> **RECORDS PROVIDED**
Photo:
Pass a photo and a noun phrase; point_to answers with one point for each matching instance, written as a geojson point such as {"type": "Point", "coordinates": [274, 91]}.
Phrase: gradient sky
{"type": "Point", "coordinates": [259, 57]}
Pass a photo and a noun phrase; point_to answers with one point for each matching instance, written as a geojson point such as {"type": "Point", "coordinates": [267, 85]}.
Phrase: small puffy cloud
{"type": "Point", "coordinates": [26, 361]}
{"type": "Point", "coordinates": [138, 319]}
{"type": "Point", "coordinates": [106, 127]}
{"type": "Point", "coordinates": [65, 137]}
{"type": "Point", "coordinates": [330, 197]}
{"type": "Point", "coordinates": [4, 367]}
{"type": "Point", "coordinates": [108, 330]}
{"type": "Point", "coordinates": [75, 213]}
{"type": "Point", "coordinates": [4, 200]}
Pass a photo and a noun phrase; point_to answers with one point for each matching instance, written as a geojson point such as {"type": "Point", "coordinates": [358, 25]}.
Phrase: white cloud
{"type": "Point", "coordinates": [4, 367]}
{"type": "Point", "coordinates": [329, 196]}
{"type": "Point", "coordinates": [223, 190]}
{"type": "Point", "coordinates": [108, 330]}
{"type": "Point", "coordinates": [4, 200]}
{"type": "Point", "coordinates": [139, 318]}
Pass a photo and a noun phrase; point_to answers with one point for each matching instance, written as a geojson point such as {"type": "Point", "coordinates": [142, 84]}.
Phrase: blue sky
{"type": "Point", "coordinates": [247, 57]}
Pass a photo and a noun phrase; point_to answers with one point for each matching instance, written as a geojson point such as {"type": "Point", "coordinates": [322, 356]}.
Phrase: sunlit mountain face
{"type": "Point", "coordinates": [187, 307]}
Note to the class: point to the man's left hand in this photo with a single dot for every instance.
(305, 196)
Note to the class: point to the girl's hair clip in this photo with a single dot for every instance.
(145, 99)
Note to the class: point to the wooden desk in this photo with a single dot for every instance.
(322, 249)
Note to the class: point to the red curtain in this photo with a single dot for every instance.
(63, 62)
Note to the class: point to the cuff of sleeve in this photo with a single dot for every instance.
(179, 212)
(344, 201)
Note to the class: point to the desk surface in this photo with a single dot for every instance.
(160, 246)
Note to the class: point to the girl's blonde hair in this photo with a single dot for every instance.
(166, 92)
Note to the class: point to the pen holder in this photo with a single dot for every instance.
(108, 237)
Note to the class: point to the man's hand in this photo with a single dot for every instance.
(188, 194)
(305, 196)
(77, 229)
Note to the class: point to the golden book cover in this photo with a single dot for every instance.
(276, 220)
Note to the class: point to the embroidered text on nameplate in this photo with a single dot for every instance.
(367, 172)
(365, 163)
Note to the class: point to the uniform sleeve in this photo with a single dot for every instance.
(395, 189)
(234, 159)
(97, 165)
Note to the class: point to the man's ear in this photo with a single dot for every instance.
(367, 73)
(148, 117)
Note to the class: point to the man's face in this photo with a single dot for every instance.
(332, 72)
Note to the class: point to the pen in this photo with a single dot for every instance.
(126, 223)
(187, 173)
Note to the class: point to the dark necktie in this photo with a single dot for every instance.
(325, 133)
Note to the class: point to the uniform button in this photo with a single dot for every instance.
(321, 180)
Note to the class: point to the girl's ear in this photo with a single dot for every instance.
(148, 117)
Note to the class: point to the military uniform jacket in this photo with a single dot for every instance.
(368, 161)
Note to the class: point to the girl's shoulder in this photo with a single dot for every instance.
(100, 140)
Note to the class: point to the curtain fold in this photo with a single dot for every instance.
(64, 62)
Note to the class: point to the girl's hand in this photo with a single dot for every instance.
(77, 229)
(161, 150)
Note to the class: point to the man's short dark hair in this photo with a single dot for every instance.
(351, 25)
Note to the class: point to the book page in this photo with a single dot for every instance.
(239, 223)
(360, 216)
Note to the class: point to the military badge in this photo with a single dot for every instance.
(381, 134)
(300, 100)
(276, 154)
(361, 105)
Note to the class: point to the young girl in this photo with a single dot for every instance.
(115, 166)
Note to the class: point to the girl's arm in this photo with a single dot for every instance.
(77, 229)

> **WORK INSTRUCTION**
Reproduce the listing exactly, leaving nothing out.

> **REPLY**
Photo:
Pass a photo and a noun phrase; point_to answers with one point for each matching instance, written as a geojson point such as {"type": "Point", "coordinates": [274, 91]}.
Phrase: gradient sky
{"type": "Point", "coordinates": [259, 57]}
Pass a photo and a noun phrase; point_to answers with one point for each matching instance, written as a geojson point such as {"type": "Point", "coordinates": [267, 85]}.
Phrase: small puffy cloud
{"type": "Point", "coordinates": [26, 361]}
{"type": "Point", "coordinates": [138, 319]}
{"type": "Point", "coordinates": [106, 127]}
{"type": "Point", "coordinates": [65, 137]}
{"type": "Point", "coordinates": [330, 197]}
{"type": "Point", "coordinates": [4, 367]}
{"type": "Point", "coordinates": [108, 330]}
{"type": "Point", "coordinates": [75, 213]}
{"type": "Point", "coordinates": [4, 200]}
Pass a photo and a noun phrase; point_to answers with one point for each matching instance, written as a geojson point such as {"type": "Point", "coordinates": [358, 25]}.
Phrase: white cloud
{"type": "Point", "coordinates": [4, 367]}
{"type": "Point", "coordinates": [329, 196]}
{"type": "Point", "coordinates": [223, 190]}
{"type": "Point", "coordinates": [108, 330]}
{"type": "Point", "coordinates": [4, 200]}
{"type": "Point", "coordinates": [139, 318]}
Pass a photo and a noun phrase; point_to answers with one point for each matching instance, written as a geojson point such as {"type": "Point", "coordinates": [142, 84]}.
Phrase: blue sky
{"type": "Point", "coordinates": [247, 57]}
Pass a photo and a noun phrase; point_to answers with one point for each matching instance, written as a geojson point such as {"type": "Point", "coordinates": [322, 356]}.
Phrase: sunlit mountain face
{"type": "Point", "coordinates": [187, 307]}
Note to the class: point to the man's left hand in this photo with a single dot for every instance.
(305, 196)
Note to the class: point to the girl's hair clip in this photo with a single dot for every instance.
(145, 99)
Note to the class: point to the wooden desk in this photo with a single dot for every instance.
(322, 249)
Note to the class: point to the red curtain in this photo with a single dot for every instance.
(63, 62)
Note to the class: point to the cuff of sleeve in this photo with a single dot for every instance.
(179, 212)
(344, 201)
Note to the class: point to the desk surface in this photo with a single dot for every instance.
(160, 246)
Note to the class: point to the girl's blonde hair in this photo with a single dot for every instance.
(166, 92)
Note to the class: point to the pen holder in this photo with a single dot for every instance.
(108, 237)
Note to the class: point to the man's hand in this photo with a single dot for every instance.
(188, 194)
(305, 196)
(77, 229)
Note to the class: point to the golden book cover in this photo with a single dot for every instance.
(276, 220)
Note to the class: point to the embroidered text on nameplate in this photo with a single dot for every instance.
(367, 172)
(365, 163)
Note to the class: point to the uniform sleeve in this photo with a single dot for every instance.
(395, 189)
(234, 159)
(97, 165)
Note to the class: point to the man's ear in this photo with a single dot for every instance.
(367, 73)
(148, 117)
Note to the class: point to the man's face in this photo with a single dot for every instance.
(332, 72)
Note to the class: point to the pen in this photo with a single dot for every instance.
(126, 223)
(187, 173)
Note to the class: point to the dark necktie in this photo with a single dot for every instance.
(325, 133)
Note to the class: point to the uniform button in this photo with a single dot for every instance.
(321, 180)
Note to the class: point to the girl's ear in this photo with a single dot for every instance.
(148, 117)
Note to the class: point to the military uniform jacket in this photo with a single dot for every instance.
(368, 161)
Note to the class: point to the girl's shoulder in this photo with a single dot for every instance.
(100, 140)
Note to the class: point to the curtain fold in this photo with a single dot for every instance.
(64, 62)
Note to the class: point to the girl's hand in this photo with a single dot for every instance.
(77, 229)
(161, 150)
Note to the class: point to the man's short dark hair in this photo with a single dot for every instance.
(351, 25)
Note to the class: point to the book page in this photo with a single dot for every instance.
(239, 223)
(360, 216)
Note to the class: point to the military badge in this photo with a single dot for every instance.
(381, 134)
(300, 100)
(276, 154)
(361, 105)
Note to the class: point to the young girl in this photo with a single dot for every instance.
(115, 166)
Note to the class: point to the girl's arm in this photo with a single dot for every instance.
(77, 229)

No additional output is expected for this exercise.